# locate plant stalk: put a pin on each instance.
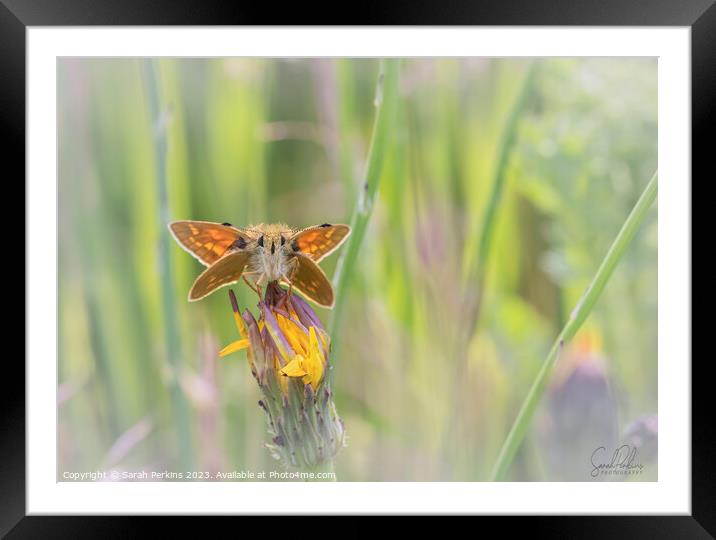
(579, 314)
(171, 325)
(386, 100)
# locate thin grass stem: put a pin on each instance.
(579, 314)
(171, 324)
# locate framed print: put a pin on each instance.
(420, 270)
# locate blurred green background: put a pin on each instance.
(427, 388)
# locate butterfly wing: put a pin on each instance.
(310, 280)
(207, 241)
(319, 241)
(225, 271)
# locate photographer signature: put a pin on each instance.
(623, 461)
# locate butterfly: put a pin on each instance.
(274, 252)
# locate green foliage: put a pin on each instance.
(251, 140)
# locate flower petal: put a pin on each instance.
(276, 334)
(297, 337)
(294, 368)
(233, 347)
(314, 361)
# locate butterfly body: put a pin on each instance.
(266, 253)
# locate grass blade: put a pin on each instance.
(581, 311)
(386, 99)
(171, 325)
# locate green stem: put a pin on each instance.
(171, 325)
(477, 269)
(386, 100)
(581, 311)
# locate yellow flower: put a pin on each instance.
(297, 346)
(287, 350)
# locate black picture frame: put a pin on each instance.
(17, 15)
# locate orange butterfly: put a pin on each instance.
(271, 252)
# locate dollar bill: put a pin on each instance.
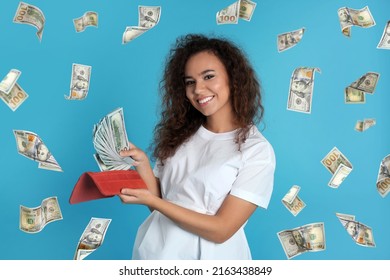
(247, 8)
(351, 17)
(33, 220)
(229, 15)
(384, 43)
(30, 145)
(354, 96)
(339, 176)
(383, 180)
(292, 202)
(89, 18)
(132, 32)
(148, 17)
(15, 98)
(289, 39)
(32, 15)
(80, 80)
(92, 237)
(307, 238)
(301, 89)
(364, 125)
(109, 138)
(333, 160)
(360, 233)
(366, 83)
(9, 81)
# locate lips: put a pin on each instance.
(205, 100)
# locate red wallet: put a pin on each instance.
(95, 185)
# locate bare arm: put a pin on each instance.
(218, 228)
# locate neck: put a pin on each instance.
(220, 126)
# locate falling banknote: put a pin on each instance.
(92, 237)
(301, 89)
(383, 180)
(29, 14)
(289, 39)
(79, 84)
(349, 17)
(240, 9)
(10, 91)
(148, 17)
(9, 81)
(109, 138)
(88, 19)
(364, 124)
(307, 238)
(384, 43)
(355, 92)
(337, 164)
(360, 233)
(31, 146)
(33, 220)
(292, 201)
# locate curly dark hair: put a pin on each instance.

---

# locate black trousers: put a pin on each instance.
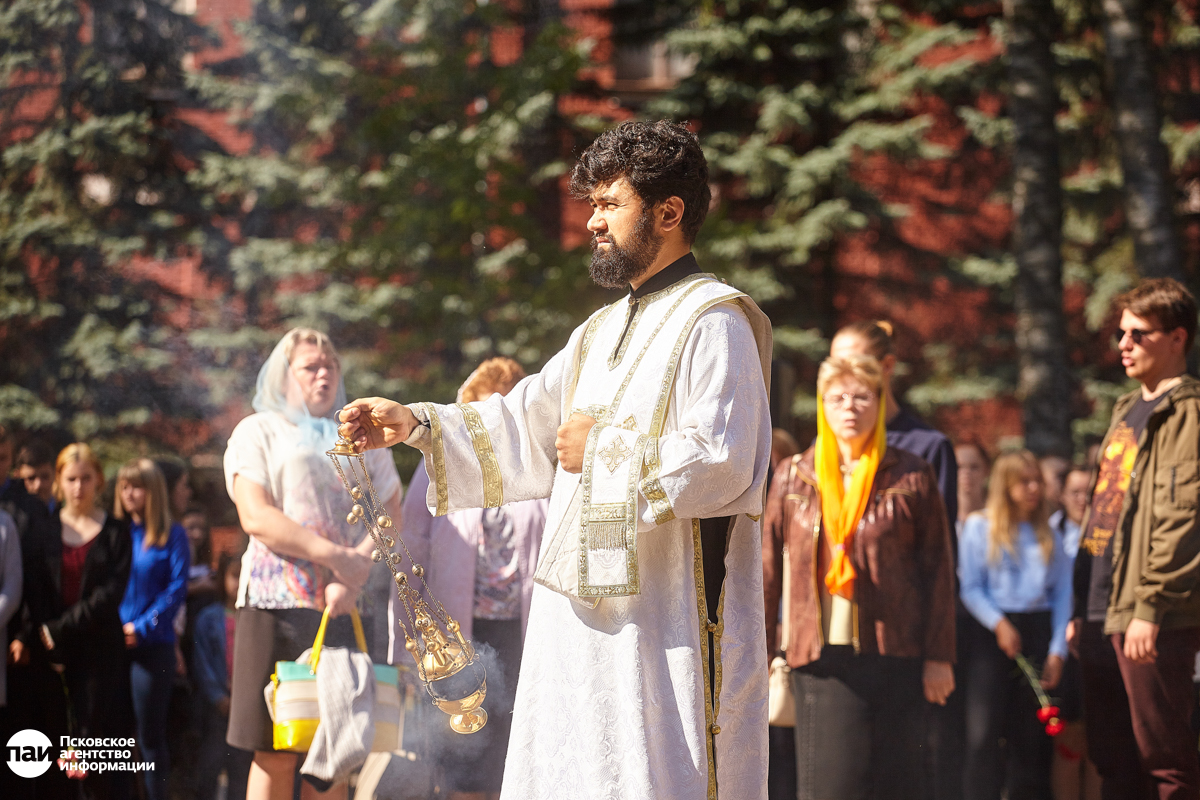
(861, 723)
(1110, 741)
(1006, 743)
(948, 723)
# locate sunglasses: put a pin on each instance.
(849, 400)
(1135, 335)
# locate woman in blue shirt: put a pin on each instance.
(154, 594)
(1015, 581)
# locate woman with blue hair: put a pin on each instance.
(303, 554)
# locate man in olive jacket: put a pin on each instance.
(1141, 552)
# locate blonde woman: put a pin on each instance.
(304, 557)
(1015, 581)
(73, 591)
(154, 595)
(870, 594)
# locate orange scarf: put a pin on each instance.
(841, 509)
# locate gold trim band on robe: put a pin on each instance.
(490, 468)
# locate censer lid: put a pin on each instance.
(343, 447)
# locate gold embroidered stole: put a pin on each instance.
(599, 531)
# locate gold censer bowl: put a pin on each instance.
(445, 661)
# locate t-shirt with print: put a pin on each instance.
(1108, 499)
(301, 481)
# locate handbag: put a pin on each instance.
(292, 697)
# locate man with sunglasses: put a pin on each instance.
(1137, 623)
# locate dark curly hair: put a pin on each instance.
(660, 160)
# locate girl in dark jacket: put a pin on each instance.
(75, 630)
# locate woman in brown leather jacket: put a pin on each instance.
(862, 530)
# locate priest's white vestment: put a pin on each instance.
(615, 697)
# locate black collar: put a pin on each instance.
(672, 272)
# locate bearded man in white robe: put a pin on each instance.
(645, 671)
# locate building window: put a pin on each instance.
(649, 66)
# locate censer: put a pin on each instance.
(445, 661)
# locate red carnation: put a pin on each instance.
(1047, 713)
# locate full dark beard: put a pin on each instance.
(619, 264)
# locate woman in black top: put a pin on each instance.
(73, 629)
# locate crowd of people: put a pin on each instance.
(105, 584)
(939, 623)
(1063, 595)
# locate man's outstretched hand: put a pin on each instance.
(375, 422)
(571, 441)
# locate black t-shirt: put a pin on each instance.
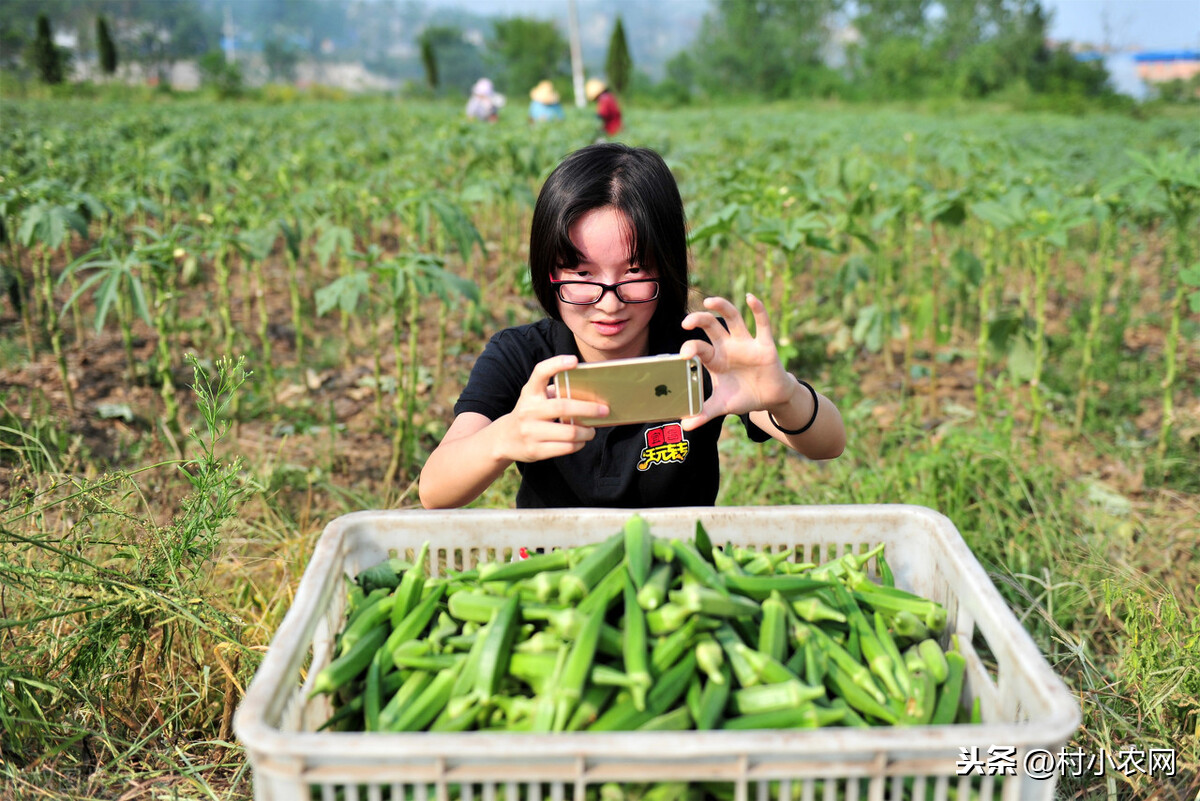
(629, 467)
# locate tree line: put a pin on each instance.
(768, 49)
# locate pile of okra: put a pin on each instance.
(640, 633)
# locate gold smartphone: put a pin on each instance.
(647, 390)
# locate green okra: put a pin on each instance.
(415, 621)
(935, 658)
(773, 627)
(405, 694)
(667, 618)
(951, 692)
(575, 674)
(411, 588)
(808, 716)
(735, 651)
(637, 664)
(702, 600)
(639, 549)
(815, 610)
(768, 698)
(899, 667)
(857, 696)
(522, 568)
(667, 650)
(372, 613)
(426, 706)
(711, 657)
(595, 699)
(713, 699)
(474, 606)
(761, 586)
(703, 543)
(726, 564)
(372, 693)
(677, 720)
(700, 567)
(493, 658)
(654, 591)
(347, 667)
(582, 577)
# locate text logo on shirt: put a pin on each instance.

==

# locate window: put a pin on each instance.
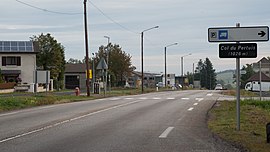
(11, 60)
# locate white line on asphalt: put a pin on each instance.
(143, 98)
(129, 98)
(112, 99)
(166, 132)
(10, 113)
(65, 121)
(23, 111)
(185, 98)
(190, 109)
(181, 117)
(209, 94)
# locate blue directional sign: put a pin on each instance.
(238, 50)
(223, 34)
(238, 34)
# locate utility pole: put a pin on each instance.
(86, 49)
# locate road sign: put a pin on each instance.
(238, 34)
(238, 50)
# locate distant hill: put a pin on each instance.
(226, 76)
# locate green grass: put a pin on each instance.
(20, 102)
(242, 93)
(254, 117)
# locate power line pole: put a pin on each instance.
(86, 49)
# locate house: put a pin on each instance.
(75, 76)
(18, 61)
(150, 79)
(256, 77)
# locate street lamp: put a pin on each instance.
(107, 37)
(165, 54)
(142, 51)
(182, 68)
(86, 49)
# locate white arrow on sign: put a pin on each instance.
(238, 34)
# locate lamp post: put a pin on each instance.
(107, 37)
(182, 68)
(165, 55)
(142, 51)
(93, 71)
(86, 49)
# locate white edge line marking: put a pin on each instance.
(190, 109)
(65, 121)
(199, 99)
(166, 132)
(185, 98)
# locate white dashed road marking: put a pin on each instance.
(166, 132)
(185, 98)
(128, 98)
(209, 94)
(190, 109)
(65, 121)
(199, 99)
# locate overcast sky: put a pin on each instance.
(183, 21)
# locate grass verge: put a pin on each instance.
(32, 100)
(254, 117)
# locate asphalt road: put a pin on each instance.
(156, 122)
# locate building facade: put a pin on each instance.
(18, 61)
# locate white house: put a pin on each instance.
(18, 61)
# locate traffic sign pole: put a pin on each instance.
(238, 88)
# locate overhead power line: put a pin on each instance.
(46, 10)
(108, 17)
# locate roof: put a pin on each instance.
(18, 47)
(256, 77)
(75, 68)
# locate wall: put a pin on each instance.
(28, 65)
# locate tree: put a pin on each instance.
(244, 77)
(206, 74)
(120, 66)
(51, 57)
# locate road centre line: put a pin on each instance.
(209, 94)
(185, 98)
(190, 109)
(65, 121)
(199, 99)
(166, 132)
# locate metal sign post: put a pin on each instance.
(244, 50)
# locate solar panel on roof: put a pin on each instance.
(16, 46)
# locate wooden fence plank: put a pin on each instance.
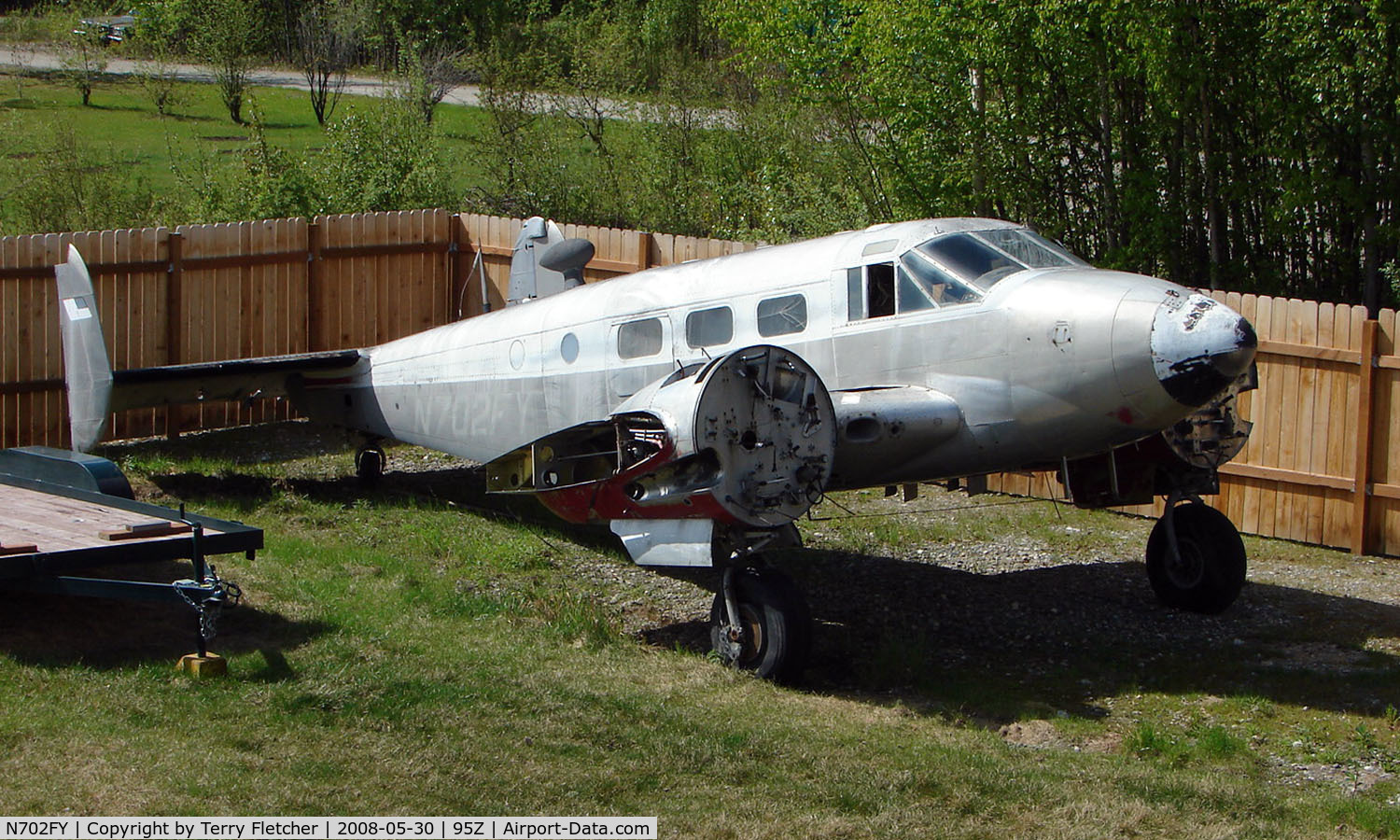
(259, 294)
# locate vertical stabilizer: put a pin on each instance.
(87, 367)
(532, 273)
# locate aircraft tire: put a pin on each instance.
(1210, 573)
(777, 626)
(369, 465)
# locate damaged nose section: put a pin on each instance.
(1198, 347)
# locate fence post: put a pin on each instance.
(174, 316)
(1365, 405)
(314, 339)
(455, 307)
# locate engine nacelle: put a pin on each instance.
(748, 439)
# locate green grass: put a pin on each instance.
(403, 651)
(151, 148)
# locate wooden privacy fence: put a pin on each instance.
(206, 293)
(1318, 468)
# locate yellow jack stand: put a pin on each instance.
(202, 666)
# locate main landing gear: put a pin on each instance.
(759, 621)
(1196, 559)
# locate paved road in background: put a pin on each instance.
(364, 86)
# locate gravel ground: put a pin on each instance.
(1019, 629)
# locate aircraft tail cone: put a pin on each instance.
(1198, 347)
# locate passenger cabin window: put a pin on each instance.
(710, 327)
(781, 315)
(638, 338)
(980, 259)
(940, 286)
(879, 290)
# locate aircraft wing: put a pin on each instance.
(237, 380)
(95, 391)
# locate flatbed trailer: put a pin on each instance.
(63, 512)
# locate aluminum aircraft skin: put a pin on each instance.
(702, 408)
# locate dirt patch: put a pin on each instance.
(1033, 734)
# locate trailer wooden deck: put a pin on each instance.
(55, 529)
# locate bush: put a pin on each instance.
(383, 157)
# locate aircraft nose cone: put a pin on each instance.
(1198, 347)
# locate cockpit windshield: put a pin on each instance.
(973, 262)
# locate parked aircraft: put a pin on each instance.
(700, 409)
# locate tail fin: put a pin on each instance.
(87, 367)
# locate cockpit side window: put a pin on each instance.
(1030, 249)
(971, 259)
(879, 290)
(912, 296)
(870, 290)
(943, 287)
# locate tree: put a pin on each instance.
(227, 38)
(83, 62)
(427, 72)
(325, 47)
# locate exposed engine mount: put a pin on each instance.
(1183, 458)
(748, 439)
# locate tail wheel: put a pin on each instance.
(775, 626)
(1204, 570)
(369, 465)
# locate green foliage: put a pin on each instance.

*WORK REQUIRED*
Leave out every picture, and copy exactly the lines above starting at the one holding "# locate black picture" and ending at the one holding "# locate curly", no more and no less.

*OUTPUT FOR THIS EXERCISE*
# locate black picture frame: put a pin on each instance.
(17, 15)
# locate orange butterfly: put a pin on each instance.
(271, 252)
# locate dollar bill: put a pin on each instance.
(247, 8)
(351, 17)
(33, 220)
(229, 15)
(384, 43)
(30, 145)
(354, 96)
(339, 176)
(383, 180)
(292, 202)
(89, 18)
(132, 32)
(148, 17)
(15, 98)
(289, 39)
(32, 15)
(80, 80)
(92, 237)
(307, 238)
(301, 89)
(364, 125)
(109, 138)
(333, 160)
(360, 233)
(366, 83)
(9, 81)
# locate lips: put a pin on each instance.
(205, 100)
# locate red wallet: put a pin on each instance.
(95, 185)
# locate bare arm: put a pin on each instance.
(218, 228)
# locate neck: put a pin on each instance.
(220, 126)
# locate falling banknote: put a pin on each instance.
(92, 237)
(301, 89)
(383, 180)
(29, 14)
(289, 39)
(79, 84)
(349, 17)
(240, 9)
(10, 91)
(148, 17)
(9, 81)
(109, 138)
(88, 19)
(364, 124)
(307, 238)
(384, 43)
(355, 92)
(337, 164)
(360, 233)
(31, 146)
(33, 220)
(292, 201)
# locate curly dark hair: put a pin on each instance.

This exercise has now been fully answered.